Please arrange the lines of every one of the items below as a numbered list, leaving out any blank lines.
── Task material ──
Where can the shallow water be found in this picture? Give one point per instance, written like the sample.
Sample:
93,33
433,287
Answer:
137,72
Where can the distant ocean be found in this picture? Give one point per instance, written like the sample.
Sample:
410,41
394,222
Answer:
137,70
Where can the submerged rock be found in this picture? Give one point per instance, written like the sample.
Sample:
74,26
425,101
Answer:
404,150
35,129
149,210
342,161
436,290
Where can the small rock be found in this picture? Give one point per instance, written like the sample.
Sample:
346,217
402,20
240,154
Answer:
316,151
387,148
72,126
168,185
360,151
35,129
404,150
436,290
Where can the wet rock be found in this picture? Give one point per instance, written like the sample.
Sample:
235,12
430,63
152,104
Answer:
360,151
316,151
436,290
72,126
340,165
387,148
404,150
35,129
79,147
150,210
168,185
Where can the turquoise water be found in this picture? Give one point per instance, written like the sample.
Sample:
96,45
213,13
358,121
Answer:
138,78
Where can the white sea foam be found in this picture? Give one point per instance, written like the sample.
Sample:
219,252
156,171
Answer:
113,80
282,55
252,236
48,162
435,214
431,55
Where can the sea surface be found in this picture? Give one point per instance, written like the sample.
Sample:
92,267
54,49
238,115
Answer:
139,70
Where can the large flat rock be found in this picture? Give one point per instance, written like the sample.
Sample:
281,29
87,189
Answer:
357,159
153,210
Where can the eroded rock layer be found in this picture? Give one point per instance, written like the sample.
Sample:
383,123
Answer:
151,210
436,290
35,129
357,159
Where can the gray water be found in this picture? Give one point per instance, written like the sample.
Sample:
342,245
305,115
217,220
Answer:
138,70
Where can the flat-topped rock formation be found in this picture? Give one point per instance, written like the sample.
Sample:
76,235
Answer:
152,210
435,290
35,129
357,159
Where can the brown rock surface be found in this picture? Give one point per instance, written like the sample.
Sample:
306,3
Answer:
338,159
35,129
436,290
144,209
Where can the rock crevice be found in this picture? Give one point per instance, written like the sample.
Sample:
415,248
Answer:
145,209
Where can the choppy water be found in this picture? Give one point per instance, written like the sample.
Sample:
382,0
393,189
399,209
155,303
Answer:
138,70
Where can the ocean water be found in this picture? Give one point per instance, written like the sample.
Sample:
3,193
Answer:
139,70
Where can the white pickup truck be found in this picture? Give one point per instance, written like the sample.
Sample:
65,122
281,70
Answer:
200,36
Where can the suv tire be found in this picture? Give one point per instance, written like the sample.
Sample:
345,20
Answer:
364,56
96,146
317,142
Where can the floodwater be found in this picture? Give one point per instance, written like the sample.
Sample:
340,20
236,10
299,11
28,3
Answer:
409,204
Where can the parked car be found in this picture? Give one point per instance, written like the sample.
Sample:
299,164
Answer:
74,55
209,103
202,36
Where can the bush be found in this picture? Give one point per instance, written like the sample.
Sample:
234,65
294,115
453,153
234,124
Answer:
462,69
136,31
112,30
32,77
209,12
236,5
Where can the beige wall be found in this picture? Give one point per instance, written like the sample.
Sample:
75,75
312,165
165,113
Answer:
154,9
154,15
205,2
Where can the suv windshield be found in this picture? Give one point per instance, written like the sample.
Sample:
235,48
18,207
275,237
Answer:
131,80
───
> _Task output_:
1. Where can the shallow water be found in this picture? Give one point per instance, written like the sample.
2. Sample:
3. 93,33
4. 433,287
5. Answer:
6. 137,72
7. Where can the distant ocean be found in this picture? Give one point per instance, written like the sample.
8. Sample:
9. 410,41
10. 394,222
11. Answer:
12. 137,70
13. Where can the submerged rock be found in this picture? Give one point per instance, written like the sample.
14. Sample:
15. 74,26
16. 425,101
17. Answer:
18. 404,150
19. 35,129
20. 149,210
21. 342,161
22. 436,290
23. Where can the small rock be found in this picture? Give one point per instance, written like the sample.
24. Sample:
25. 346,217
26. 402,20
27. 240,154
28. Answer:
29. 316,151
30. 387,148
31. 72,126
32. 168,185
33. 360,151
34. 35,129
35. 404,150
36. 436,290
37. Where can the wet rock be found in this picture? Give one point per instance, written like the sample.
38. Sample:
39. 235,12
40. 430,63
41. 152,104
42. Answer:
43. 360,151
44. 316,151
45. 436,290
46. 72,126
47. 340,165
48. 387,148
49. 404,150
50. 35,129
51. 79,147
52. 150,210
53. 168,185
54. Where can the turquoise water be found in this picture? Give one point per instance, written like the sample.
55. Sample:
56. 96,45
57. 213,13
58. 358,121
59. Answer:
60. 138,78
61. Where can the white sea foam be found in this picture? Give one point per instance, written like the sample.
62. Sample:
63. 219,252
64. 156,171
65. Answer:
66. 113,80
67. 282,55
68. 252,236
69. 48,162
70. 435,214
71. 431,55
72. Where can the sea surface be found in this picture? Give one point per instance, written like the sample.
73. Sample:
74. 92,267
75. 54,49
76. 238,115
77. Answer:
78. 139,70
79. Where can the large flat rock be found in this picture? Give one point per instance, written like the sample.
80. Sample:
81. 281,29
82. 87,189
83. Answer:
84. 357,159
85. 153,210
86. Where can the eroded rock layer be found in this picture? Give one point per instance, written like the sample.
87. Sample:
88. 383,123
89. Answer:
90. 151,210
91. 436,290
92. 35,129
93. 357,159
94. Where can the gray water be found in this picture? Give one point per instance, written like the sample.
95. Sample:
96. 342,245
97. 305,115
98. 217,220
99. Answer:
100. 138,70
101. Where can the flat-topped rock formation be found in this picture? Give one point per instance, written like the sample.
102. Sample:
103. 76,235
104. Answer:
105. 152,210
106. 435,290
107. 35,129
108. 357,159
109. Where can the brown rock surface be found in this picture? Give one point per instance, written like the sample.
110. Sample:
111. 306,3
112. Answer:
113. 338,159
114. 35,129
115. 436,290
116. 144,209
117. Where can the rock crevice be found in this picture? Give one point per instance, written like the sample.
118. Sample:
119. 415,248
120. Answer:
121. 145,209
122. Where can the choppy water be found in this picture? Give one point per instance, written like the sample.
123. Sample:
124. 382,0
125. 393,189
126. 399,209
127. 155,303
128. Answer:
129. 138,70
130. Where can the ocean water be found in this picture? Give one point per instance, written like the sample.
131. Sample:
132. 3,193
133. Answer:
134. 139,70
135. Where can the white pickup truck be found in this picture? Give one point per instance, written like the sample.
136. Sample:
137. 65,122
138. 281,70
139. Answer:
140. 200,36
141. Where can the suv tire be found in this picture? Give one point per instance, written like the sample.
142. Sample:
143. 345,20
144. Answer:
145. 364,56
146. 96,146
147. 317,142
148. Where can the floodwater be found in this picture? Give one point per instance, written like the sample.
149. Sample:
150. 340,20
151. 236,10
152. 299,11
153. 28,3
154. Answer:
155. 409,204
156. Where can the parked car be found in this picture? Give one point per instance, written like the sample.
157. Sample:
158. 299,164
159. Answer:
160. 74,55
161. 209,103
162. 202,36
163. Where can the bush be found in this picture? Give one point per instance, written like the sample.
164. Sample:
165. 234,65
166. 294,115
167. 453,153
168. 234,124
169. Answer:
170. 462,69
171. 136,31
172. 112,30
173. 32,77
174. 209,12
175. 236,5
176. Where can the beige wall be found in this picture? Give one point per instance, written like the sample.
177. Sample:
178. 75,75
179. 312,165
180. 165,113
181. Answer:
182. 154,9
183. 154,15
184. 205,2
185. Where can the suv windshield be found in this picture? Give one point per instance, written like the sample.
186. Sample:
187. 235,48
188. 18,207
189. 275,237
190. Answer:
191. 131,80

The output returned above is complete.